------ EXTRACT TO READ ------
Bosworth began traveling and campaigning with William Branham in 1948. In late 1951, at the age of 74, Bosworth went with William Branham to Africa to continue their work. The book, William Branham, A Prophet Visits South Africa records their time there, as does a book titled William Branham Sermons. Both of these books include a sermon of Bosworth's, and a number of William Branham's sermons refer to his time and experiences with Bosworth. After the campaign with Branham, Bosworth returned to Africa several times between 1952 and 1955, also holding campaigns in Cuba (1954) and Japan (1955 and possibly 1957), and accompanying Branham on a campaign in Switzerland and Germany in 1955. Through at least 1956, it appears that when Bosworth was not overseas, he worked with Branham on a number of campaigns.

==Death==
In 1957, when Bosworth's family thought it was his time to go, Branham visited his bedside, prayed with him, and was greatly encouraged by his testimony. Bosworth recovered his strength, and it was not until several months later, in 1958, when he eventually died. According to his son's description in the 9th edition of "Christ the Healer", the family was gathered around Bosworth's bedside talking, laughing, and singing about three weeks after Bosworth was in bed full-time. Bosworth then looked up, never saw the family members present, and began "to greet and hug people - he was enraptured ... He did this for several hours", then with a smile on his face he lay back and went to sleep. When Bosworth died, Branham was asked by the family to come to preach his funeral but was unable to attend because he was in the middle of a campaign.

Bosworth's death certificate notes the presence of congestive heart failure and left-side paralysis due to a stroke. There was also evidence of a previous heart attack and diabetes. He also may have had lung cancer, among other ailments.

Burton "B.B." Bosworth, the younger brother of F.F., died on Feb. 17, 1958, in Ft. Lauderdale, Fla. at the age of 70. His death was caused by respiratory medullary failure, according to his death certificate. The medulla is the respiratory control center of the brain. Basically, he had a stroke to the medulla area of the brain, which controls the involuntary respiratory actions which caused respiratory failure.
------
**EXERCISE REQUIREMENTS**
(1) State whether each statement agrees with the text on Bosworth, answering yes or no and quoting the words of the text that decide it: (a) Bosworth traveled to Africa with Branham in late 1951 at age 74; (b) Branham preached at Bosworth's funeral; (c) B.B. Bosworth was the older brother of F.F. Bosworth.
(2) Repeat the passage of the text on Bosworth that begins at the words "Bosworth began traveling" and stops after "number of campaigns.".
The records that follow were drawn from a separate source.
------ RECORDS ------
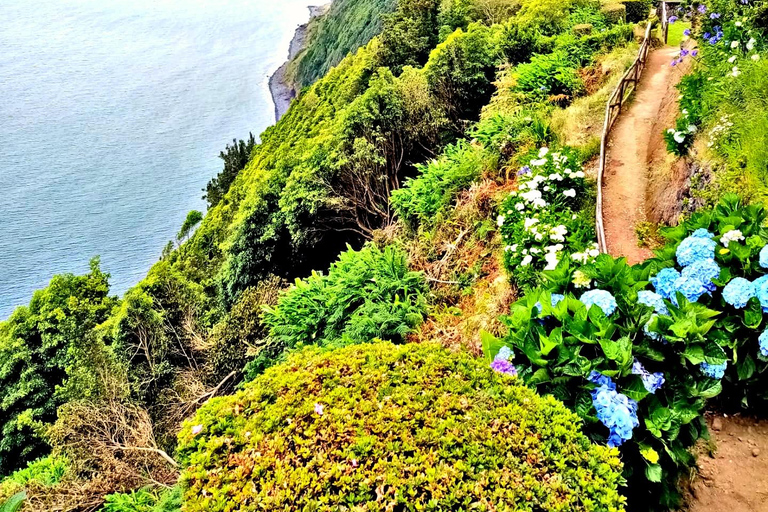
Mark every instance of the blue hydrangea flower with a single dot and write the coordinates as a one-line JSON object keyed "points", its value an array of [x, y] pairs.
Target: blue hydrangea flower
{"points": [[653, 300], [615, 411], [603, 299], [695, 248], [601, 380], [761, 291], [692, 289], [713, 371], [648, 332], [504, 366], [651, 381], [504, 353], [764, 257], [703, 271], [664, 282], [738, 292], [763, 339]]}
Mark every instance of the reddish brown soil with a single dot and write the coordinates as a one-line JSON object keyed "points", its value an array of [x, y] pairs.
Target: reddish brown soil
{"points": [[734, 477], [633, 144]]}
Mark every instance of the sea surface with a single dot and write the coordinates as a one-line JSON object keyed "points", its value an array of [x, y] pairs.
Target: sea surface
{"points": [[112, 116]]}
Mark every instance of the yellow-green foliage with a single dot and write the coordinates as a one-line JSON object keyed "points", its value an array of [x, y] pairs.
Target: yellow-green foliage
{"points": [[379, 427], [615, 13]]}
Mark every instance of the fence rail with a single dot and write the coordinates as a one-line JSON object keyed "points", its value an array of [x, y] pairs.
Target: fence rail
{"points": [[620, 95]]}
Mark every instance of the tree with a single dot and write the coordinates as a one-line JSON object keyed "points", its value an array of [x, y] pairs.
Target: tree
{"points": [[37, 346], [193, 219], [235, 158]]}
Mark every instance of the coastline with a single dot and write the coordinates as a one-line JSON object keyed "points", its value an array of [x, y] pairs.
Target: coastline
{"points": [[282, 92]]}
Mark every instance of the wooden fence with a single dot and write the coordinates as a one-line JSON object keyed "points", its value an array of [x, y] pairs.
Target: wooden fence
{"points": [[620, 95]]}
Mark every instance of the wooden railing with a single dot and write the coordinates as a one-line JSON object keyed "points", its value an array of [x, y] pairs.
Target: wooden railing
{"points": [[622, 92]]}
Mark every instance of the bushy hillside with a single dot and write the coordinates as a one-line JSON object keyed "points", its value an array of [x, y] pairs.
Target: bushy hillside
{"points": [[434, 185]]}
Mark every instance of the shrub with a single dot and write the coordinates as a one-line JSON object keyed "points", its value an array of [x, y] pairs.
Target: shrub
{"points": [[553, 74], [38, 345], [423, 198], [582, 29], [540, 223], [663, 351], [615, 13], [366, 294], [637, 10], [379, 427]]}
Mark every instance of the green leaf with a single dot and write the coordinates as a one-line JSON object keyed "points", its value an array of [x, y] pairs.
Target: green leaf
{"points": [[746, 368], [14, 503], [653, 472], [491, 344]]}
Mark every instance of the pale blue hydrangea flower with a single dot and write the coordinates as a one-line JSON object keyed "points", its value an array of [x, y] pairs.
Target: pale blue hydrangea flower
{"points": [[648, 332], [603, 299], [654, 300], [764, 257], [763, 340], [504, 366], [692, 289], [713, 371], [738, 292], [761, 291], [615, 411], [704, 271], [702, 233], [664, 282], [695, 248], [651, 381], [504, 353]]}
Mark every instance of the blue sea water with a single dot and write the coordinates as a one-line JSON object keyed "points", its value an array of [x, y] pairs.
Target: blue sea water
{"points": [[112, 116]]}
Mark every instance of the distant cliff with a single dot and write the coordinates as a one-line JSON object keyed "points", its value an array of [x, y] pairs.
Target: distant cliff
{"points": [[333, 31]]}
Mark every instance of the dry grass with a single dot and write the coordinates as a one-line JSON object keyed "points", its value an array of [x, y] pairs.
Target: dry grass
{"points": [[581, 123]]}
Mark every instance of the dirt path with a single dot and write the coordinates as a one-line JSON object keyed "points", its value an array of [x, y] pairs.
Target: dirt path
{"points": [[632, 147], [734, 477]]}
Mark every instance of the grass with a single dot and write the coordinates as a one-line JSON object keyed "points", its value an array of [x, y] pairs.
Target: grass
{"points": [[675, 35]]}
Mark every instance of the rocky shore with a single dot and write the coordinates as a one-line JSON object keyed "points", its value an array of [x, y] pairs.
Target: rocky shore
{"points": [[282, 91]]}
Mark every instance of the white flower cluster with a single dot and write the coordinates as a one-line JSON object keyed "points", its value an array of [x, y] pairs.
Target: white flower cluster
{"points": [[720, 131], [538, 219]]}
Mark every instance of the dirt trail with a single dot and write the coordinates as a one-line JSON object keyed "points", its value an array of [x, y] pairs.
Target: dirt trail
------
------ RECORDS ------
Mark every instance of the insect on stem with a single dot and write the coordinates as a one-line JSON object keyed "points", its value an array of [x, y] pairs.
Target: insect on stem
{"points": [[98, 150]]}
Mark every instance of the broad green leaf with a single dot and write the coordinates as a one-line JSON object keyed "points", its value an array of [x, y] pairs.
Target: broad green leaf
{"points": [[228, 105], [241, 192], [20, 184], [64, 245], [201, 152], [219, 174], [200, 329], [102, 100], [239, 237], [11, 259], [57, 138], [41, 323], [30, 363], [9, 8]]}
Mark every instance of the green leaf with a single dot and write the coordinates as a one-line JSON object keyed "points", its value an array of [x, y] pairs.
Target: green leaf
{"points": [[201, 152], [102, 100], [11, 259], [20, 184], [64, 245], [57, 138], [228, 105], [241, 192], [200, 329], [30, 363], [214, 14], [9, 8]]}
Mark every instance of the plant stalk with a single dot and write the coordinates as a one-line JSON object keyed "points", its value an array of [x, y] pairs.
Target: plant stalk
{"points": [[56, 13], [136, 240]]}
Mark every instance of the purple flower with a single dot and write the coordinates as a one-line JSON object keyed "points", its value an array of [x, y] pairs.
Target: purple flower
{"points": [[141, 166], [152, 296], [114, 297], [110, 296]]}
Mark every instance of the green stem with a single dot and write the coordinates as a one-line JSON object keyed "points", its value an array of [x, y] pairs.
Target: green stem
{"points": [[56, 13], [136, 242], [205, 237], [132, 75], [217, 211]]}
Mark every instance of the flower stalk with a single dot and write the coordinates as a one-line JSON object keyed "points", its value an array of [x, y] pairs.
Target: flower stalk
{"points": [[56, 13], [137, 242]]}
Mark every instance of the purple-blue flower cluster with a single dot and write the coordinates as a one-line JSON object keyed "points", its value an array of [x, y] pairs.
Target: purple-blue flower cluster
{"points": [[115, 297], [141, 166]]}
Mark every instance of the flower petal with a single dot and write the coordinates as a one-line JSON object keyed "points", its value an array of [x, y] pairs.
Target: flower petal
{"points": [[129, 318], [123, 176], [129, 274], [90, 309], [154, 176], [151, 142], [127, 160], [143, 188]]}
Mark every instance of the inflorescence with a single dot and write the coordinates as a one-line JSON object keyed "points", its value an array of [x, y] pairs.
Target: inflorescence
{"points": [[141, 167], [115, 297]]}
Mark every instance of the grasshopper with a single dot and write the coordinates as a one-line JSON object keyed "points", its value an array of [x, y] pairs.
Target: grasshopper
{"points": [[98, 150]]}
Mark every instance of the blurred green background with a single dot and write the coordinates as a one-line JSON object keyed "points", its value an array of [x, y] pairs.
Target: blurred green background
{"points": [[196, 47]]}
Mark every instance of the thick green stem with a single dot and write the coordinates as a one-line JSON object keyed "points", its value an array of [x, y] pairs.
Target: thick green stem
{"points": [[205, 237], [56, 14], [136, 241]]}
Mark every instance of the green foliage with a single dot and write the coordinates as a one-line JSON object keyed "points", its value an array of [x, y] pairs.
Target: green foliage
------
**RESPONSES BY ITEM NUMBER**
(1)
(a) Yes: "In late 1951, at the age of 74, Bosworth went with William Branham to Africa"
(b) No: "was unable to attend because he was in the middle of a campaign"
(c) No: "the younger brother of F.F."

(2)
Bosworth began traveling and campaigning with William Branham in 1948. In late 1951, at the age of 74, Bosworth went with William Branham to Africa to continue their work. The book, William Branham, A Prophet Visits South Africa records their time there, as does a book titled William Branham Sermons. Both of these books include a sermon of Bosworth's, and a number of William Branham's sermons refer to his time and experiences with Bosworth. After the campaign with Branham, Bosworth returned to Africa several times between 1952 and 1955, also holding campaigns in Cuba (1954) and Japan (1955 and possibly 1957), and accompanying Branham on a campaign in Switzerland and Germany in 1955. Through at least 1956, it appears that when Bosworth was not overseas, he worked with Branham on a number of campaigns.